DESCRIPTION OF THE TASK:
The data must be given again in full, with no line altered.

DATA LISTING:
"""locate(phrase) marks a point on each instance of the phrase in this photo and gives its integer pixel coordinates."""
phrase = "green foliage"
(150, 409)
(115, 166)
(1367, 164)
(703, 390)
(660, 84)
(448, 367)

EXPECTED ANSWER:
"""locate(phrase) marks a point on each instance of the phrase in this photo and gives its integer pixel coordinates."""
phrase = "green foliage"
(150, 409)
(115, 166)
(1367, 164)
(703, 390)
(660, 84)
(448, 367)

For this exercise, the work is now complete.